- _YOUR GOAL_
Exclude any images and output the remaining records exactly.

- _DATA SHOWN_
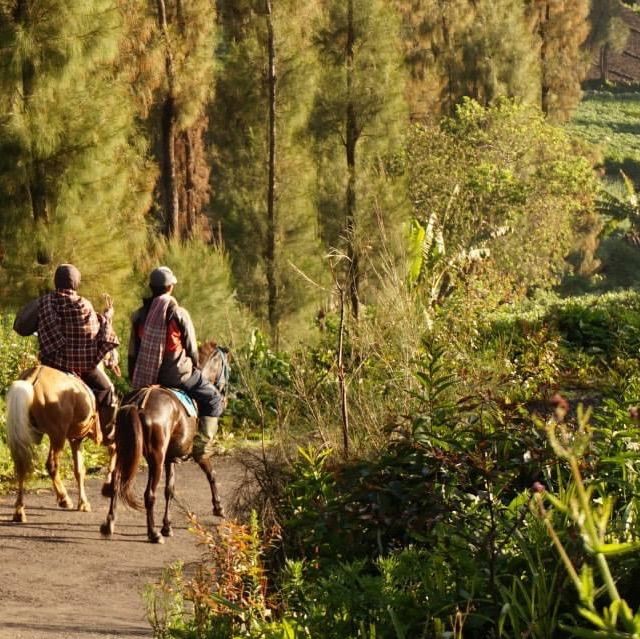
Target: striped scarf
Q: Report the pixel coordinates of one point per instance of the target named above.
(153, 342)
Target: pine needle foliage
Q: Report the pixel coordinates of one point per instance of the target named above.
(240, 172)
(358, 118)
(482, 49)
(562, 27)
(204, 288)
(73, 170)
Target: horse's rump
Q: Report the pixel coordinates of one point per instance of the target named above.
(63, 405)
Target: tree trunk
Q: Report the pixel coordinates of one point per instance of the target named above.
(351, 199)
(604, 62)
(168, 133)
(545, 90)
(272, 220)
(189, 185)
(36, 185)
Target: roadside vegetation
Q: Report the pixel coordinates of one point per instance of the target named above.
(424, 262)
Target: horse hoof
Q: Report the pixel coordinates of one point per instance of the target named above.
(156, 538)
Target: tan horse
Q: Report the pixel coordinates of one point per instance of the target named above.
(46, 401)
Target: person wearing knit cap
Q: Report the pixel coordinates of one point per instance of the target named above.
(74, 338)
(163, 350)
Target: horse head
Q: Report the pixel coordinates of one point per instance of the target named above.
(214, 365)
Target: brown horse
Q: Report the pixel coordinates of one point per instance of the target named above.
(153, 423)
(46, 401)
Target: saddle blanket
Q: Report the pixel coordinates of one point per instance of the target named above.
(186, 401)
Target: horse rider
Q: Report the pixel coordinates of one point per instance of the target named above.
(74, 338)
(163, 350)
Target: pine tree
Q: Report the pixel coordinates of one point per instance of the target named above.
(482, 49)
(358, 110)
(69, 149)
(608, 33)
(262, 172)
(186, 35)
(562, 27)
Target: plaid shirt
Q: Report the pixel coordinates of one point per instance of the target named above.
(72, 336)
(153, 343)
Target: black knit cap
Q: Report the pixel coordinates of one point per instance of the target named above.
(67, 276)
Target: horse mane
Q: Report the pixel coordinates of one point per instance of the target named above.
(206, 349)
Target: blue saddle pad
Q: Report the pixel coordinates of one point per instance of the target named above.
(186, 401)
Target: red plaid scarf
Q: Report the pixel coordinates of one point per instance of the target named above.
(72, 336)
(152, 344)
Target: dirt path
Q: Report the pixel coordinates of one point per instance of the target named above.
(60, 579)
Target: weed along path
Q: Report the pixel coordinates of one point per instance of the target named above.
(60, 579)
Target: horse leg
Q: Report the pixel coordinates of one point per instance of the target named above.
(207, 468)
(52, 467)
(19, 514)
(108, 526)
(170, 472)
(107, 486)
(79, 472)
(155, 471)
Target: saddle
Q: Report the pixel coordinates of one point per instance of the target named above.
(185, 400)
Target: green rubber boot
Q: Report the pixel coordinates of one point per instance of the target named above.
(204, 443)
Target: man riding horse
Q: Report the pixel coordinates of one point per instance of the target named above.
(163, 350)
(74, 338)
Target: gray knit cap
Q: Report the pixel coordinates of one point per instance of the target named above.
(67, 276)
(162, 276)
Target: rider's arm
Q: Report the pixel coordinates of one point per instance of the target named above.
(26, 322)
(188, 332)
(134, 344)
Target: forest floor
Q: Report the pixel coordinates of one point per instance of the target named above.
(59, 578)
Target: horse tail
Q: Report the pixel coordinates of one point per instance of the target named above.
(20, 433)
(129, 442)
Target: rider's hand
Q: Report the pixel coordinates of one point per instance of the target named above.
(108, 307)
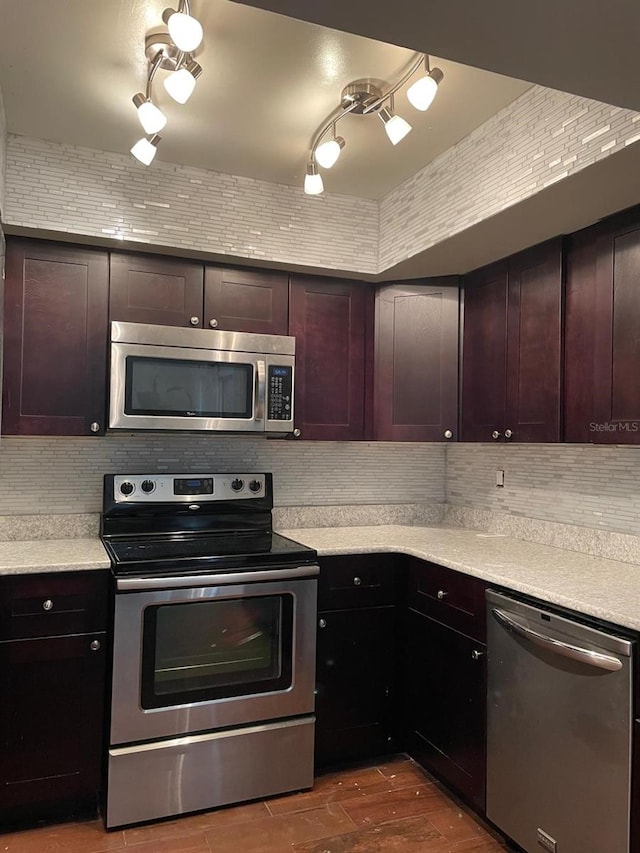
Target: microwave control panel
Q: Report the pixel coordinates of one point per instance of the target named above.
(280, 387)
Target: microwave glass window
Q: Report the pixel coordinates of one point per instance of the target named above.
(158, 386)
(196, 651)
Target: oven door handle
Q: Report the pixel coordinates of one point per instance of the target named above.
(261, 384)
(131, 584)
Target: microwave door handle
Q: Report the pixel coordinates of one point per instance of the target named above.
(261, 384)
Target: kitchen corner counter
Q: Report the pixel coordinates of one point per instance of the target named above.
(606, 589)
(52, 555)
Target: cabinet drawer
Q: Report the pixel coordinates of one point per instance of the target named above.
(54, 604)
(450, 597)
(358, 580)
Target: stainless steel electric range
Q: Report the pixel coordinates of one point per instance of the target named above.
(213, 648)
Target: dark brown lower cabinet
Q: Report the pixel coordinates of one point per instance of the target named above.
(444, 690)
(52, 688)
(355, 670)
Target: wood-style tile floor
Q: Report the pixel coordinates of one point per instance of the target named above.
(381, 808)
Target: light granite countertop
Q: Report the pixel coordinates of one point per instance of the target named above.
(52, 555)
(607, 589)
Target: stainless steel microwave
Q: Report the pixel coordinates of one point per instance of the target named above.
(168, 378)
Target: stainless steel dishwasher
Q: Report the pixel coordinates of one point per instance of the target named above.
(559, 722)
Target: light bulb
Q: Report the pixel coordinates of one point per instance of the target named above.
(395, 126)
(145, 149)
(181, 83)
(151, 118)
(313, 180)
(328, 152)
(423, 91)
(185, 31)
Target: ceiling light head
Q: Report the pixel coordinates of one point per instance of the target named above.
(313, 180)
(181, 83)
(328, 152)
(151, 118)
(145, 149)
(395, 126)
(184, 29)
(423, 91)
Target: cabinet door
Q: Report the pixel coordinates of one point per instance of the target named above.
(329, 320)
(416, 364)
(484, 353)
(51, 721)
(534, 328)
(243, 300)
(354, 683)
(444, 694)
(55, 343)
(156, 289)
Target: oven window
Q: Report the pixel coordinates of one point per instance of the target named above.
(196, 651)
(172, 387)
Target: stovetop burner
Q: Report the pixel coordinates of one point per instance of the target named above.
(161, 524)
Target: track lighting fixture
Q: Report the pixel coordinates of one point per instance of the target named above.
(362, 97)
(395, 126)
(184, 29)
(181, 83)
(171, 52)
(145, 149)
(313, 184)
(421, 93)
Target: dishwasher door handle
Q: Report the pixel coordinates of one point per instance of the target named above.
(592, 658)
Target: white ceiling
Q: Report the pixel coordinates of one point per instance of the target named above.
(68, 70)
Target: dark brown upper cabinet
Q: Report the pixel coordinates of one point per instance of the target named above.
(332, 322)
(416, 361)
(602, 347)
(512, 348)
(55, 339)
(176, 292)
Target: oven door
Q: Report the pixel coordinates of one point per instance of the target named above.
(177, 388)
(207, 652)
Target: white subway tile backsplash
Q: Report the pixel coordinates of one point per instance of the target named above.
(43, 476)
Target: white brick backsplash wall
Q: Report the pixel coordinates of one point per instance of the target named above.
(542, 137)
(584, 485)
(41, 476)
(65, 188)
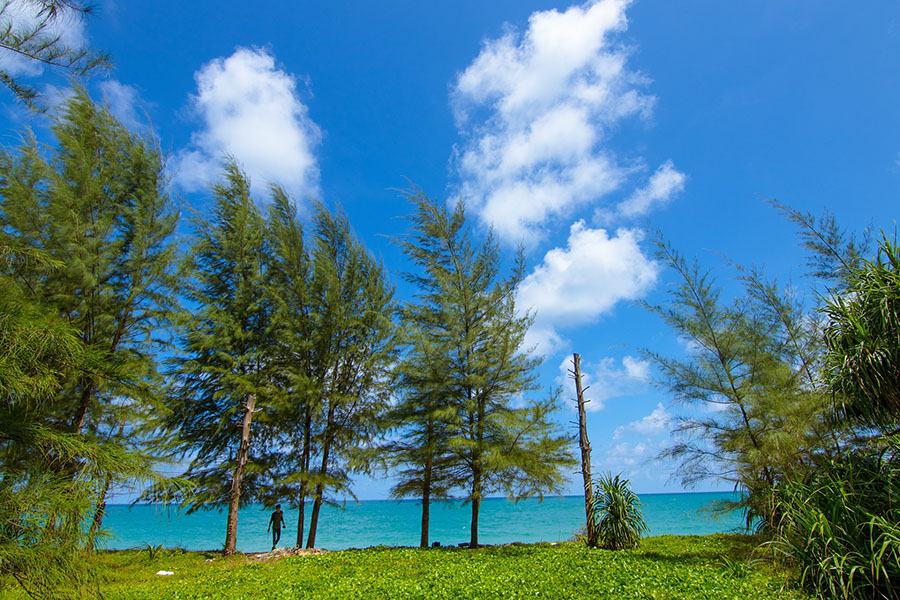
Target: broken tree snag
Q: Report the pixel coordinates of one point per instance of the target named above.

- _REPLY_
Target: striped scarf
Q: Report the pixel coordinates of one point per instance of the target named above.
(153, 342)
Target: pine needle foliage
Q: Report the pixel coordinates of one point per instance of the target named above.
(240, 172)
(358, 118)
(482, 49)
(562, 27)
(204, 288)
(73, 170)
Target: horse's rump
Q: Report the pixel coordinates of one point per instance of the target named above.
(63, 405)
Target: tree trunk
Q: Report the pixel coordinates of one point per instance of the target named above.
(351, 199)
(604, 62)
(168, 133)
(545, 90)
(272, 220)
(189, 185)
(36, 185)
Target: roadside vegetation
Q: Report the pixel coordinates of one point per instance of the target named above.
(424, 262)
Target: horse hoof
Q: Report the pixel coordinates of one point per instance of the target named above.
(156, 538)
Target: tan horse
Q: Report the pixel coordinates of one point per instance of the target named above.
(46, 401)
Target: person wearing knit cap
Q: Report the pixel coordinates of one point per instance of the target named above.
(74, 338)
(163, 350)
Target: horse head
Q: Report the pixel coordinates of one point per instance of the target named above.
(214, 365)
Target: brown horse
Q: Report the pixel coordinates of one point per instance of the target named above.
(153, 423)
(46, 401)
Target: saddle blanket
Q: Report the pixel coordinates of one point per instance of the target named above.
(186, 401)
Target: horse rider
Q: Report the pixel coordinates of one point per instance of the target named above.
(74, 338)
(163, 350)
Target: pine tree
Q: Report the pixel coordinates of one point per instance of the target named above.
(482, 49)
(358, 110)
(69, 149)
(608, 33)
(262, 172)
(186, 35)
(562, 27)
Target: plaid shirt
Q: Report the pixel coordinates of one point per instance of the target named above.
(72, 336)
(153, 343)
Target: black knit cap
Q: Report the pixel coordinates of one point per instance of the target named above.
(67, 276)
Target: horse mane
Q: Report the pixel coordinates of one point per instance of the target named above.
(206, 349)
Target: blue saddle pad
Q: Report the pixel coordinates of one point per instance of the target named above.
(186, 401)
Target: red plaid scarf
Q: Report the pixel coordinates of one point per instance of the target named above.
(72, 336)
(152, 344)
Target: dirt path
Q: Report the pixel coordinates of one point per instance of the target named above.
(60, 579)
Target: weed along path
Q: Report the pixel coordinates of one point per instance of the target named above.
(60, 579)
Target: horse leg
Q: Report the pixel coordinates of one point per instance of the target named above.
(207, 468)
(52, 467)
(19, 514)
(108, 526)
(170, 472)
(107, 486)
(79, 472)
(155, 471)
Target: saddle
Q: Report the pixel coordinates of one point per instance of the target named above.
(185, 400)
Target: green rubber boot
Q: Report the pixel coordinates of one point per instance of the target named above.
(204, 443)
Target: man riding horse
Q: Report the pixel coordinates of one point per instance of the target named above.
(163, 350)
(74, 338)
Target: gray knit cap
Q: Report the pixel coordinates of one point per instance of the target named above.
(67, 276)
(162, 276)
Target: rider's arm
Q: Report the pixel coordinates of one point per instance of the target named above.
(26, 322)
(188, 332)
(134, 344)
Target: forest floor
Q: Report the pixel coordinates of one point per instance of the target named above.
(59, 578)
Target: horse tail
Q: Report the pixel coordinates of one point per instance of the target named above.
(20, 433)
(129, 442)
Target: rider's hand
Q: Report the pixel coordinates of one point per instance of the target named above.
(108, 307)
Target: microwave control panel
Q: Report the pixel coordinates of one point per instance of the target named above.
(280, 387)
Target: microwave glass window
Q: Report the pixel coordinates of one point per instance of the target named above.
(158, 386)
(196, 651)
Target: oven door handle
Q: Report the pixel coordinates of one point per instance of the target named above.
(261, 384)
(131, 584)
Target: microwave door handle
Q: Report the pixel coordinates of one point per instance of the target named above.
(261, 384)
Target: kitchen corner counter
Q: Report the pixel coordinates of one point per instance of the target named above.
(606, 589)
(52, 555)
Target: cabinet drawer
Q: Report the pixel coordinates of one point per instance of the target named above.
(54, 604)
(450, 597)
(358, 580)
Target: stainless steel electric range
Q: Report the pixel coordinates of one point per instance of the target named above.
(213, 648)
Target: dark brown lower cabinet
Q: Report the pixel coordinates of one point per instance of the target named above.
(444, 690)
(52, 688)
(355, 670)
Target: wood-style tile floor
Q: Report the pixel coordinates of one point per instance of the target named above.
(381, 808)
Target: light granite countertop
Q: Report the pixel coordinates of one point per instance of the target named above.
(52, 555)
(607, 589)
Target: stainless steel microwave
Q: Report the pixel coordinates of one point per instance of the target named above.
(168, 378)
Target: stainless steel dishwasher
Q: Report the pixel coordinates of one point per instance of the target named above.
(559, 722)
Target: light bulb
Q: Report the pixel coordinates of one point per instance of the target named above.
(395, 126)
(145, 149)
(181, 83)
(151, 118)
(313, 180)
(328, 152)
(423, 91)
(185, 31)
Target: ceiling light head
Q: Report the pixel coordinates of one point per instance of the target named above.
(313, 180)
(181, 83)
(328, 152)
(151, 118)
(145, 149)
(395, 126)
(184, 29)
(423, 91)
Target: cabinet door
Q: Report the pixel coordinates of one point per instance of the target named above.
(329, 320)
(416, 364)
(484, 353)
(51, 721)
(534, 328)
(243, 300)
(354, 683)
(444, 694)
(55, 343)
(156, 289)
Target: oven window
Q: Report the pixel coordinates of one point per instance of the target named above.
(196, 651)
(172, 387)
Target: stovetop burner
Q: Report the pixel coordinates of one point per instance of the target named above.
(161, 524)
Target: track lighting fixture
Q: Report the pixel coordinates of one point per instance of the target named above.
(362, 97)
(395, 126)
(184, 29)
(181, 83)
(171, 52)
(145, 149)
(313, 184)
(421, 93)
Target: dishwasher door handle
Q: Report the pixel coordinates of one point per instance of the target named above.
(592, 658)
Target: white ceiling
Q: Report the pixel coordinates of one point per instance of the target named above.
(68, 70)
Target: dark brown upper cabinet
Q: Report the pixel coordinates of one point per instance of the target named above.
(332, 322)
(416, 361)
(602, 347)
(512, 348)
(55, 339)
(176, 292)
Target: oven door
Q: Report the pixel coordinates of one point per instance of the target named above.
(177, 388)
(207, 652)
Target: white subway tile backsplash
Q: Report the pixel coordinates of one point per instance of the target named above.
(43, 476)
Target: white brick backsplash wall
Q: Report the pixel coordinates of one point per instance of the target named above.
(542, 137)
(584, 485)
(41, 476)
(65, 188)
Target: broken tree snag
Q: Report the pixel coordinates of one point per instance of the target named above.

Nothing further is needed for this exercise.